WHAT THE TASK REQUIRES =
Retyping all the entries exactly is the whole task.

[Items from a data source]
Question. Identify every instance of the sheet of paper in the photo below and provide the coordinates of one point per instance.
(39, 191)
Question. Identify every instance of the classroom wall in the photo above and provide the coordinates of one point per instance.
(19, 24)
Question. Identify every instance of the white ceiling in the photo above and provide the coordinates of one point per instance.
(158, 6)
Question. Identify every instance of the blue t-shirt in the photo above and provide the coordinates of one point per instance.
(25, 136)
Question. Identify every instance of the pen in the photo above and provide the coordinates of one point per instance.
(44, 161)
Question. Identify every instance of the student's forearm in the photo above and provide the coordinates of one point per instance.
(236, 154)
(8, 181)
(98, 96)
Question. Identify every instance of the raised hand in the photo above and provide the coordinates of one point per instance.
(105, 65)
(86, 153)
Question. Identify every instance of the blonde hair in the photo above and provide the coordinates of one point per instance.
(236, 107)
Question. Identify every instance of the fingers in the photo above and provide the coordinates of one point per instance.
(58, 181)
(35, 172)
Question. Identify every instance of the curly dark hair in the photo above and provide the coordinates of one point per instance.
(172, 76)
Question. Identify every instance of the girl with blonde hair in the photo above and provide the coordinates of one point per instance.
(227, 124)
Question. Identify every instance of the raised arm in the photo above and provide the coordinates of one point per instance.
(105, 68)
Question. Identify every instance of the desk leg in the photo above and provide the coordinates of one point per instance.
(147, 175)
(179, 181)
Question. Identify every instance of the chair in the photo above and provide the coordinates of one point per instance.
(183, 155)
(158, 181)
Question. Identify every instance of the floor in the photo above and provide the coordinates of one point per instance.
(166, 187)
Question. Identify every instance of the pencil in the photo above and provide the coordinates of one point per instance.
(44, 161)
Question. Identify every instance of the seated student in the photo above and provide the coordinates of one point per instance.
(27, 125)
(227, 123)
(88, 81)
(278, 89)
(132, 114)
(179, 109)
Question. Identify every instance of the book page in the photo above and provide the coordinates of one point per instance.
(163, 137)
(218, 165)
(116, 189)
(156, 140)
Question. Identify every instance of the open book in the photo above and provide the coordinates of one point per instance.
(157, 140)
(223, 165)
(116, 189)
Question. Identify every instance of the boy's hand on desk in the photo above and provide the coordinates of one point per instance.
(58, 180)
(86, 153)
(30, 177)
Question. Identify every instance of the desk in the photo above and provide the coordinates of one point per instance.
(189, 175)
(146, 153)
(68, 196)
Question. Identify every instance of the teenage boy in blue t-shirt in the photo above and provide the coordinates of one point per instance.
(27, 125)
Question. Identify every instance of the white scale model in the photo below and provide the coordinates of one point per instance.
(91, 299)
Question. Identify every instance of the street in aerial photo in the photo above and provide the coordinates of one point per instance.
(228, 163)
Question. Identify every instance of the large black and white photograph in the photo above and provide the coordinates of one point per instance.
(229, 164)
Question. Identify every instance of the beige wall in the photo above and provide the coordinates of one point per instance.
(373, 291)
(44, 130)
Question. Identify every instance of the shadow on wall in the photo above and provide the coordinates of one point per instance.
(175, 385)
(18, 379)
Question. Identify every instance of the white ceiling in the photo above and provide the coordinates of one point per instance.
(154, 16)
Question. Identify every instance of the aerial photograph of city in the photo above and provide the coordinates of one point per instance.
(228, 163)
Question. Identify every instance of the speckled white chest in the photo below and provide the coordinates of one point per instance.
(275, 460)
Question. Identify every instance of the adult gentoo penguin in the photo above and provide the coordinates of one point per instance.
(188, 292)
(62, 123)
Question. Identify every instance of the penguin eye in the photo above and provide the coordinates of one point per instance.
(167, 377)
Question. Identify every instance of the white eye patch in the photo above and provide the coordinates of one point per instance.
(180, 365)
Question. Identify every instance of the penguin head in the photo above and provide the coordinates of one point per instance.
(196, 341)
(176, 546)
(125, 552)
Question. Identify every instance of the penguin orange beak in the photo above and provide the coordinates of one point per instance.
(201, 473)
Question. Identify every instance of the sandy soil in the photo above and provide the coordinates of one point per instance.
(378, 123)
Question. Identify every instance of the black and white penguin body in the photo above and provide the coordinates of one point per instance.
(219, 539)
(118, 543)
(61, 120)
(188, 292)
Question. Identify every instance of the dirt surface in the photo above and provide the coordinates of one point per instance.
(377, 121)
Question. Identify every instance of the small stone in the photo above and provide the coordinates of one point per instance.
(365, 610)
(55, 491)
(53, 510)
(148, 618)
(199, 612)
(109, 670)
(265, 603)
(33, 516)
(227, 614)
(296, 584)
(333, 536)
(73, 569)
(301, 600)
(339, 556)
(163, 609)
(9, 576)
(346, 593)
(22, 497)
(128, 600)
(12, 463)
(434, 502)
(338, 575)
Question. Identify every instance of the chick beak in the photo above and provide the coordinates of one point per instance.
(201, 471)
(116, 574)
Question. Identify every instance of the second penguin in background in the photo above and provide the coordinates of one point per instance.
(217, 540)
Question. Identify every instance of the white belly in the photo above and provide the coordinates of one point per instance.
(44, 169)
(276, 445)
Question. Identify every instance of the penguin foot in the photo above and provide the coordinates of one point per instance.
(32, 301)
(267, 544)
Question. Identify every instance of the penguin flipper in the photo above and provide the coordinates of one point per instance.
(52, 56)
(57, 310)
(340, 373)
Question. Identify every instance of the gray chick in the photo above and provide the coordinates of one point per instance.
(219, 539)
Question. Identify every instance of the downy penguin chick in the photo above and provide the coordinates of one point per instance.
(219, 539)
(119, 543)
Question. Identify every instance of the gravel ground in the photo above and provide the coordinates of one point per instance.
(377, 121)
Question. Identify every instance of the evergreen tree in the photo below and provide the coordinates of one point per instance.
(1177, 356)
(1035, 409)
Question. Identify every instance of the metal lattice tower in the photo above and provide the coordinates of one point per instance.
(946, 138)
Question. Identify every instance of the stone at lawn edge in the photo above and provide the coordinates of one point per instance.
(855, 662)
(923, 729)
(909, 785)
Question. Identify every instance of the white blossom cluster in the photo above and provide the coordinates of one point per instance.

ANSWER TO THE PROBLEM =
Question. Identify every instance of the sheet of paper in the photo below and provide the coordinates of one point per instance.
(39, 191)
Question. Identify every instance of the classroom wall in the photo above and provide the coordinates of one point per instance.
(19, 24)
Question. Identify every instance of the white ceiling in the photo above and provide the coordinates of one point per instance.
(158, 6)
Question. Identify every instance of the blue t-shirt in the photo above and provide the coordinates of one point per instance.
(25, 136)
Question. Identify every instance of the pen in the photo above and provide the coordinates of one point per instance.
(44, 161)
Question. Identify every instance of the student's forearm in the photo above and provide the coordinates of one point per instance.
(236, 154)
(8, 181)
(98, 96)
Question. Identify every instance of the raised hand in the photo above and provide the coordinates of one point per instance.
(105, 65)
(86, 153)
Question. Identify every instance of the blonde hair in the photo above and provide the coordinates of one point per instance.
(236, 107)
Question. Identify every instance of the fingers in the photo above and provide the coordinates of one point per instance.
(58, 181)
(35, 172)
Question. Identify every instance of the curly dark hair in the photo above and provide the coordinates of one point per instance.
(172, 76)
Question. Identify every instance of the girl with blonde hair in the photo above and provide the coordinates of one point per instance.
(227, 124)
Question. Identify every instance of the raised arm in the photo above and provide the coordinates of one point per instance.
(105, 68)
Question. Identify every instance of the desk leg in the photo above and provide the coordinates of one point per instance.
(147, 175)
(179, 181)
Question. Identify every instance of the chair in the photo above and provide the coordinates of one point per instance.
(183, 155)
(158, 181)
Question. Identify every instance of the floor in the photo above and provide the coordinates of one point per instance.
(166, 187)
Question. Identify every instance of the pencil in the photo above and provide the coordinates of one point per instance.
(44, 161)
Question. Identify every instance of the seated student in the photo above and provide the coordinates of one point per instance.
(27, 125)
(227, 123)
(88, 81)
(278, 89)
(132, 114)
(179, 109)
Question. Identify every instance of the book page in the photo above and provide the coordinates of one point per instance.
(163, 137)
(218, 165)
(116, 189)
(156, 140)
Question. Identify every instance of the open book in the photo above and provide the coordinates of one point per instance.
(157, 140)
(223, 165)
(116, 189)
Question. Identify every instance of the boy's hand on desk in the photo above and provide the coordinates of one point per instance.
(58, 180)
(86, 153)
(30, 177)
Question. Identify every instance of the desk in the photo above and provide the coordinates of one point per instance.
(189, 175)
(146, 153)
(68, 196)
Question. Identify every instance of the teenage boy in blue t-shirt in the photo above and provide the coordinates of one point per instance.
(27, 125)
Question. Identify every instance of the white scale model in the photo below and provide the coordinates of one point per instance.
(91, 299)
Question. Identify every instance of the street in aerial photo in the photo above and provide the coordinates of one point per instance.
(228, 163)
Question. Identify every instance of the large black and white photograph in the photo above and provide the coordinates of one point per instance.
(229, 164)
Question. Identify every instance of the beige wall in the photo above and provide the coordinates of one point per instance.
(373, 291)
(44, 130)
Question. Identify every instance of the shadow on wall in the photo above and provide the coordinates of one point per instance.
(175, 385)
(18, 379)
Question. Identify every instance of the white ceiling in the photo above and provide the coordinates of one point per instance.
(154, 16)
Question. Identify every instance of the aerial photograph of city in the photo above and provide the coordinates of one point per instance.
(228, 163)
Question. Identify every instance of the speckled white chest in the photo below and provide the coordinates of one point per instance.
(275, 460)
Question. Identify every instance of the adult gentoo penguin in the photo above and provide the coordinates of one point per instance.
(188, 292)
(62, 123)
Question. Identify every instance of the penguin eye in the photo above and provide the coordinates of one point per instance.
(167, 377)
Question. Identify every instance of the white eye patch in the photo above and provide the coordinates of one point per instance.
(180, 365)
Question. Identify every instance of the penguin head in the photo above and provide the coordinates of one point per instance.
(196, 341)
(176, 546)
(125, 552)
Question. Identify every instance of the penguin orange beak in the photo above and provide the coordinates of one point per instance.
(201, 473)
Question. Identify every instance of the sandy soil in the photo above and provide the coordinates of one point per instance.
(378, 123)
Question. Identify every instance of the black and white penguin body in the photo above and provide the coordinates of one point per instance.
(219, 539)
(118, 543)
(61, 120)
(188, 292)
Question. Identify every instance of the dirt surface in the photo above and provide the coordinates of one point per instance.
(377, 121)
Question. Identify every instance of the small stone in the photo above and provide the coordinates of one point per instance.
(365, 610)
(55, 491)
(53, 510)
(148, 618)
(199, 612)
(109, 670)
(265, 603)
(33, 516)
(227, 614)
(296, 584)
(333, 536)
(73, 569)
(301, 600)
(339, 556)
(163, 609)
(9, 576)
(346, 593)
(22, 497)
(128, 600)
(12, 463)
(434, 502)
(338, 575)
Question. Identify every instance of the chick beak in the photo above and provide the coordinates of one point per instance.
(201, 471)
(116, 574)
Question. Identify every instance of the second penguin in background in the photo above and provide the coordinates of one point per instance.
(217, 540)
Question. Identify every instance of the white belly in the photo above and provide the coordinates of one point per instance.
(44, 169)
(276, 445)
Question. Identify every instance of the penguin foot in the photo above and provide the coordinates of one point per instance.
(32, 301)
(267, 544)
Question. Identify every instance of the penguin flipper in the photo above and provide the coordinates of one point per instance.
(52, 56)
(57, 310)
(340, 373)
Question. Identify every instance of the gray chick in the photo above and provide the coordinates of one point per instance.
(219, 539)
Question. Identify every instance of the downy penguin chick in the photo above and provide the coordinates of one point per instance.
(219, 539)
(119, 543)
Question. Identify every instance of the gravel ground in the photo above and provide the coordinates of one point per instance.
(377, 121)
Question. Identify every instance of the evergreen tree in the photo below and provide the coordinates of one point per instance.
(1177, 356)
(1035, 409)
Question. Identify every instance of the metal lattice tower in the photo above and provide the coordinates of one point per instance.
(946, 138)
Question. Identify every instance of the stone at lawn edge in the photo above and provide the coordinates of one point per instance.
(855, 662)
(923, 729)
(909, 785)
Question. Identify every instance of the white blossom cluster in the photo above and provide the coordinates of one point per instance.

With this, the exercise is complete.